### GIVEN EXERCISE
Repeat word for word the line with "Spot the snow" and every line after it until the records below run out.

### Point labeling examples
## BEGIN

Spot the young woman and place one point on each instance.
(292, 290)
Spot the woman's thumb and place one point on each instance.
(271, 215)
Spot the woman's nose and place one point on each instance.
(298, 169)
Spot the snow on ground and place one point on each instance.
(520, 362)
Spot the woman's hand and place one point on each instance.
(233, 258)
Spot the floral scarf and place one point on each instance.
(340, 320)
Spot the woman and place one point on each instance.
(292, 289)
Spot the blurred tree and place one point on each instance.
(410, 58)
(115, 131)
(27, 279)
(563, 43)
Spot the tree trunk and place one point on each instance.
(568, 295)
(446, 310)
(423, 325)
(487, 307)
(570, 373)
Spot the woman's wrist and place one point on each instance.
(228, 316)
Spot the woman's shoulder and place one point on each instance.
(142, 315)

## END

### THE RESULT
Spot the snow on ground and place one point on each instance.
(520, 362)
Spot the woman's hand and place one point on each instance.
(233, 258)
Spot the floral scarf and place one point on each instance.
(340, 320)
Spot the woman and place one point on each instance.
(292, 289)
Spot the blurred tree and place one point on each instance.
(410, 58)
(115, 131)
(27, 279)
(563, 43)
Spot the tree trunk and place one point on each instance.
(568, 295)
(446, 310)
(423, 325)
(487, 307)
(570, 373)
Spot the woman's wrist and place one point on each instance.
(228, 316)
Spot the woman's shoulder and place one point on each instance.
(142, 315)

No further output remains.